• [Set problem A] Set down, word for word, everything in the engine block forum thread from "I've also heard" down to "at 07:07 AM.".
• [Set problem B] Using the engine block forum thread, decide whether each statement agrees with it: (i) the machinist who honed Merlin and other aftermarket blocks used diamond-impregnated honing stones; (ii) according to the wives' tale, tin makes the blocks harder; (iii) the 400 2-bolt engine in the bracket car was shifted at 7200. Answer yes or no for each and quote the words that decide it.

• [Excerpt to read]
-*-

There's not a factory block that will hold a candle to an aftermarket block, including Bowties, when it comes to hardness. Ask any machinist - particularly the ones that bore and hone blocks. It's a completely different cast iron recipe and the ingredients are a small part of why these blocks are more expensive.
That is exactly right....I have machined and honed Merlin, Motown, Big M, Little M and SHP block and I can tell you they are MUCH harder than any GM block ever made. You cannot even use the same stones, speed or feed that you would on a stock block.....the honing stones were diamond impregnated!
The “high nickel” block is total BS created by the same guys who worship 4 bolt blocks.....What cracks me up is after 30 years of building Chevrolet engines...it wasn’t until 2016 that I even had heard of anyone calling a factory block “high nickel”.....now the ******** here call all of them that....to sell them to the uneducated....it is like a damn counterculture of sheisters who pose as idiots.....
The misinformation and BS stories kill this hobby for me and others.....it is waaaaaay too expensive to be cheating people and I for one will not put up with it.
The people who know, know....and those who do not, tell stories.....
The high nickel block said 010 with 020 beneath it by the timing cover. And they were usually 4 bolts.
This is the exact Mark's on the block I found for my build.. out of a 76 3/4 ton truck which is in my car now. my original 2 bolt main block is awaiting a future rebuild but I have no reservations about using it vs my current 4 bolt for a replacement.
There have been a few GM foundry workers who claimed that the 010 020 under the timing cover is BS. Wives tale is that these blocks contained .1% more tin and .2% more nickel. Tin makes 'em easier to machine and nickel makes 'em harder.
There's not a factory block that will hold a candle to an aftermarket block, including Bowties, when it comes to hardness. Ask any machinist - particularly the ones that bore and hone blocks. It's a completely different cast iron recipe and the ingredients are a small part of why these blocks are more expensive.
I've also heard this as well but even living in the tonawandas where many of these engines where built my whole life, I still havent found any solid proof either way.. just a lot of people with either opinion.
I ran 400 2 bolt sbc in bracket car with cast GM crank ARP studs and phase 2 bow tie heads with 12.7:1 compression and shifted at 7000 and went through the traps at 7200. Never had a problem but the engine had a very good balance job.
I never actually checked my 010 020 block for nickel content. I put a set of 462624 2.02 heads on it. Dropped a valve and broke cyl number 1. So then it was a nickel a pound. https://www.jalopyjournal.com/forum/...e-odd.1054133/
Last edited by derekderek; Aug 2, 2019 at 07:07 AM.
400 blocks have mains a lot more like a big block, much wider registers on 2-bolt blocks than 4" bore blocks. This provides a much larger clamping area, similar to a 2-bolt big block. If GM had done this with 4" bore blocks, there wouldn't ever have been an issue with 2-bolt main cap blocks. It's not the 2 or 4 fasteners that are the issue, it's the register areas.

-*-

• [Dataset section]
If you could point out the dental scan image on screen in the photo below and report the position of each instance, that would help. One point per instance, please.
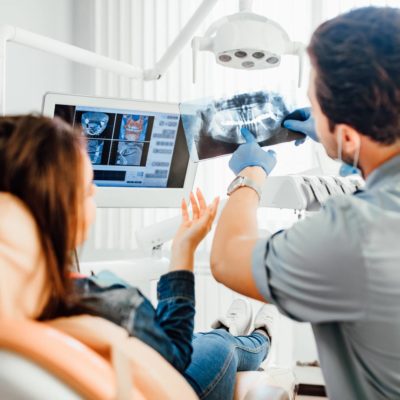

-*-

• [Answer A]
I've also heard this as well but even living in the tonawandas where many of these engines where built my whole life, I still havent found any solid proof either way.. just a lot of people with either opinion.
I ran 400 2 bolt sbc in bracket car with cast GM crank ARP studs and phase 2 bow tie heads with 12.7:1 compression and shifted at 7000 and went through the traps at 7200. Never had a problem but the engine had a very good balance job.
I never actually checked my 010 020 block for nickel content. I put a set of 462624 2.02 heads on it. Dropped a valve and broke cyl number 1. So then it was a nickel a pound. https://www.jalopyjournal.com/forum/...e-odd.1054133/
Last edited by derekderek; Aug 2, 2019 at 07:07 AM.

• [Answer B]
(i) Yes: "the honing stones were diamond impregnated!"
(ii) No: "Tin makes 'em easier to machine and nickel makes 'em harder."
(iii) No: "shifted at 7000 and went through the traps at 7200."